Can you write out again the lines between the one holding "Your task is to locate every instance of thorn in" and the one holding "0,0 -> 100,81", inclusive, requests included, with every bounding-box coordinate in the answers multiplied by 2.15 and rounded to the nearest whole number, halves rounding up? Leave the numbers in the requests and their format samples as they are.

- _Listed records_
------------------------------
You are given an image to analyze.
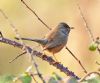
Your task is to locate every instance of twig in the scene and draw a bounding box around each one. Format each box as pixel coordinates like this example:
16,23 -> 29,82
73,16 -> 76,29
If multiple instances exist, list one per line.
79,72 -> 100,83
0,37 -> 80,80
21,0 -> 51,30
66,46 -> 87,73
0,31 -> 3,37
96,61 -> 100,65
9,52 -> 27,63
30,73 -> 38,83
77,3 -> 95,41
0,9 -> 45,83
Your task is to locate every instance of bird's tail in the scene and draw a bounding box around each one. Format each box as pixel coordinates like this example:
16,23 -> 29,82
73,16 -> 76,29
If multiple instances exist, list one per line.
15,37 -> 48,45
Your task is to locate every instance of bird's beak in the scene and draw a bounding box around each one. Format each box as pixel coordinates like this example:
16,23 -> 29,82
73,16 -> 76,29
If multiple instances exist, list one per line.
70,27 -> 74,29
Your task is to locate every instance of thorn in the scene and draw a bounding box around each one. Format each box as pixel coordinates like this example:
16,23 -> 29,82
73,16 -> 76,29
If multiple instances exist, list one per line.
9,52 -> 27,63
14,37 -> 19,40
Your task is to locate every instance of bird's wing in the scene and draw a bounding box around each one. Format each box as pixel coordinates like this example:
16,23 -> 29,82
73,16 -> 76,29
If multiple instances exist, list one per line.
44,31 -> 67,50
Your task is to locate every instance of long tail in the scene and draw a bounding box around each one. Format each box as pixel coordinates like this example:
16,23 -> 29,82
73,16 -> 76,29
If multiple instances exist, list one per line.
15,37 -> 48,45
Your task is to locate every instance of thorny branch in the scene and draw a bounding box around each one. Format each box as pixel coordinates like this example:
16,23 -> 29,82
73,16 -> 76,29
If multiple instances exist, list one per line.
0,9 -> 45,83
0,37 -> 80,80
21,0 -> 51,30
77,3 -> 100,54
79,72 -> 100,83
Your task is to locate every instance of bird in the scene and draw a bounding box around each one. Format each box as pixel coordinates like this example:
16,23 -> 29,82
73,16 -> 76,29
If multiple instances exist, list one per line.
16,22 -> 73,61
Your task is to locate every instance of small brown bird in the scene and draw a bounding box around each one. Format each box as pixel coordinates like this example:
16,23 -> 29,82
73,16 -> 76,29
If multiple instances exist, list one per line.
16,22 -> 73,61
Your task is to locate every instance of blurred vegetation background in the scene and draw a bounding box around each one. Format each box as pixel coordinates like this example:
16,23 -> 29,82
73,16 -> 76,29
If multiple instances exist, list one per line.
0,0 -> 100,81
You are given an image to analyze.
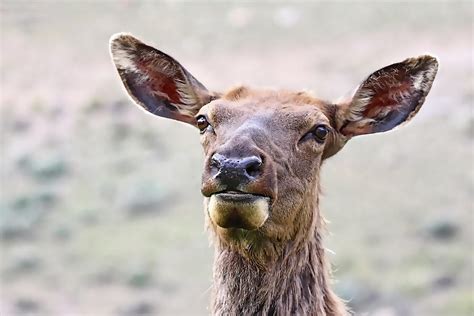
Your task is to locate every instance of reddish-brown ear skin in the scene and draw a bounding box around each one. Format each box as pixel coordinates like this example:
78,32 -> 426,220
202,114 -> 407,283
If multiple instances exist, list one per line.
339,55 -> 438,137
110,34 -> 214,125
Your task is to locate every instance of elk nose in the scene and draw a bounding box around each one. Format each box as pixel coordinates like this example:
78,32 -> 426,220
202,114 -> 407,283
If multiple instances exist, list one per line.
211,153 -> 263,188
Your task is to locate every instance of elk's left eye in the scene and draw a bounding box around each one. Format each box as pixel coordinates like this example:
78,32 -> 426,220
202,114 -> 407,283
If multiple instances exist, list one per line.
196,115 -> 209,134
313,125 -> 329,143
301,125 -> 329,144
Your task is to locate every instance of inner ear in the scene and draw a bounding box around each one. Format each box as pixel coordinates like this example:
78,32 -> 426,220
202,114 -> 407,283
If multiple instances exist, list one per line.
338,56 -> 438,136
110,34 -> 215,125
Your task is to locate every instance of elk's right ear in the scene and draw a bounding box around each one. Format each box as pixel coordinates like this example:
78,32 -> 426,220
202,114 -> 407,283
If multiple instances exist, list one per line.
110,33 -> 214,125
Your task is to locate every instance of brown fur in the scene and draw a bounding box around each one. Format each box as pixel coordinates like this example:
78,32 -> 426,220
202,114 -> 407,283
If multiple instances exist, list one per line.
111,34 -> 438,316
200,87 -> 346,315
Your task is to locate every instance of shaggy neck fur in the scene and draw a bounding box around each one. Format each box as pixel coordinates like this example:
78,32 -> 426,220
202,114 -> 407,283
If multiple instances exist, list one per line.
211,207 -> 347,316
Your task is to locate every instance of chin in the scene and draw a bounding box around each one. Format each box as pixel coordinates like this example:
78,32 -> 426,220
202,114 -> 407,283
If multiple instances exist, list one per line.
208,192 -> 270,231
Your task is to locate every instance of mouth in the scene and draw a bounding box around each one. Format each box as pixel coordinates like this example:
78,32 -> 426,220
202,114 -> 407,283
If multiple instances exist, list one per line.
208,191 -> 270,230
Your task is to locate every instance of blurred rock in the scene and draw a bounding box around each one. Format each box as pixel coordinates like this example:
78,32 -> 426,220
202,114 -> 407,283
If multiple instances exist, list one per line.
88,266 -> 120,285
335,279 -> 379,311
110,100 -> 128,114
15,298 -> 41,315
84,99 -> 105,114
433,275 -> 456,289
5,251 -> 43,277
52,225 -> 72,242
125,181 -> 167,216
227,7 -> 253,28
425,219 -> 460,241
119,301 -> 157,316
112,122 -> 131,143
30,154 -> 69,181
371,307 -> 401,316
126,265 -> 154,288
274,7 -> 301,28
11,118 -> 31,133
------------------------------
- _The completed task_
Your task is to locate every instance of thorn in the scene and draw a bounding box around each one. Format each box as pixel coordinates like this example:
16,23 -> 29,82
73,16 -> 76,29
If multiple instances exist, list one per line.
19,112 -> 58,135
30,80 -> 41,86
Your task is to locate every instance of bird's wing in the scene and draw a bounding box around each one. Format each box as pixel coordinates like this example:
16,23 -> 29,82
73,16 -> 76,29
If multiple instances exist, list one per line.
95,67 -> 144,108
Your task is to locate every instance of long tail in the scene and draw a bounding box around each one. Format each box as pixel coordinates like this example:
16,23 -> 29,82
73,16 -> 76,29
If multiple instances exist, list one per line.
32,80 -> 103,97
Your task is to locate every instance of thorny branch in the scene and draw a bounding box around each one. Format each box as pixel coordinates like this example:
16,23 -> 29,82
73,16 -> 76,29
If multiple instances exist, list one per line.
0,19 -> 97,178
0,80 -> 172,172
45,0 -> 110,65
166,6 -> 215,116
170,155 -> 215,178
Your task is to locate every instance of bird in the scene and draw a bounding box around each one. Format each box as pixel coordinates like this example:
16,23 -> 29,82
73,16 -> 76,29
If multiple instances exist, list one per line.
34,47 -> 157,131
Your task is to locate every instance of small brown bird in the scene and draw a bounding box around each one. Format each box as pixel coordinates like this example:
16,23 -> 29,82
73,16 -> 76,29
If multiple instances exist, list one per line.
34,47 -> 157,131
Your task is to locate every instance of blurred vegetation background in the scene and draw a bounding box around each one. Format each box as pixel coordinates like this example:
16,23 -> 29,82
73,16 -> 76,29
If multiple instances exist, list one per line.
0,0 -> 215,174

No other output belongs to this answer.